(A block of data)
....................

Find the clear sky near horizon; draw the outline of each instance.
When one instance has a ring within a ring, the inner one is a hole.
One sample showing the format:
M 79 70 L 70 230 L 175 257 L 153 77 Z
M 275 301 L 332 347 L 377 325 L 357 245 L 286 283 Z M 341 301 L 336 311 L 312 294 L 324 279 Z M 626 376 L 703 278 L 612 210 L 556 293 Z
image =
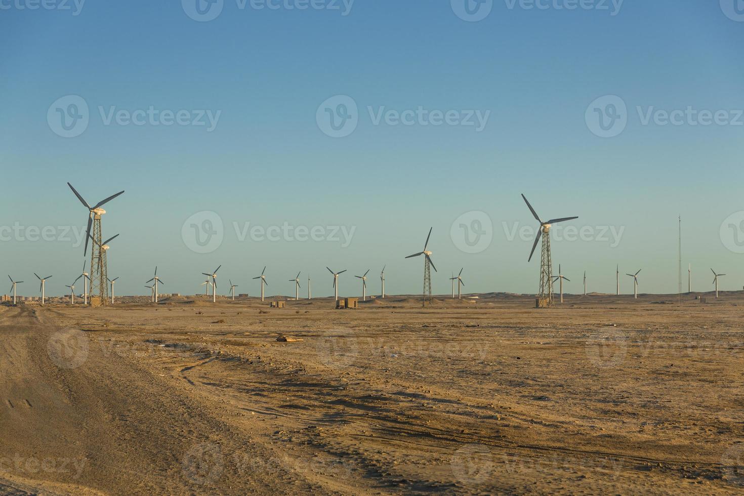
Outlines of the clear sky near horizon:
M 269 295 L 298 271 L 332 294 L 326 266 L 344 295 L 371 269 L 375 294 L 385 264 L 388 293 L 420 293 L 404 257 L 432 226 L 434 292 L 464 268 L 466 292 L 534 293 L 522 193 L 580 216 L 553 238 L 567 292 L 584 271 L 614 292 L 619 264 L 621 292 L 643 268 L 641 292 L 676 293 L 679 215 L 684 288 L 688 263 L 693 290 L 711 267 L 744 286 L 744 1 L 269 3 L 0 0 L 0 271 L 20 293 L 80 274 L 67 181 L 92 204 L 126 190 L 103 218 L 118 294 L 156 265 L 162 292 L 201 292 L 220 264 L 222 294 L 258 294 L 264 265 Z M 315 239 L 251 231 L 283 225 Z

....................

**What to do**
Give the lines of the entries above as a JSON list of strings, one string per line, with blank lines left out. Leave the pictures out.

**Solution**
[
  "Find the clear sky near horizon; draw the outline of each instance.",
  "When one instance has a ring within a ring, the inner one is a hole.",
  "One sample showing the format:",
  "M 79 70 L 70 230 L 175 257 L 153 77 Z",
  "M 275 301 L 332 347 L 377 325 L 357 245 L 286 283 Z M 341 301 L 336 311 L 312 294 L 324 279 Z M 626 376 L 703 278 L 612 210 L 556 293 Z",
  "image =",
  "Outlines of the clear sky near horizon:",
  "M 269 295 L 298 271 L 332 294 L 326 266 L 344 295 L 371 269 L 375 294 L 385 264 L 388 293 L 420 293 L 404 257 L 432 226 L 434 292 L 464 268 L 466 292 L 534 293 L 522 193 L 580 216 L 553 238 L 567 292 L 584 271 L 614 292 L 619 264 L 621 292 L 643 268 L 641 292 L 676 293 L 679 215 L 684 288 L 688 263 L 693 290 L 711 267 L 744 286 L 744 1 L 269 3 L 0 0 L 0 271 L 20 293 L 80 274 L 67 181 L 92 204 L 126 190 L 103 218 L 118 294 L 156 265 L 162 292 L 201 292 L 220 264 L 222 294 L 258 294 L 264 265 Z M 315 239 L 251 231 L 283 225 Z"
]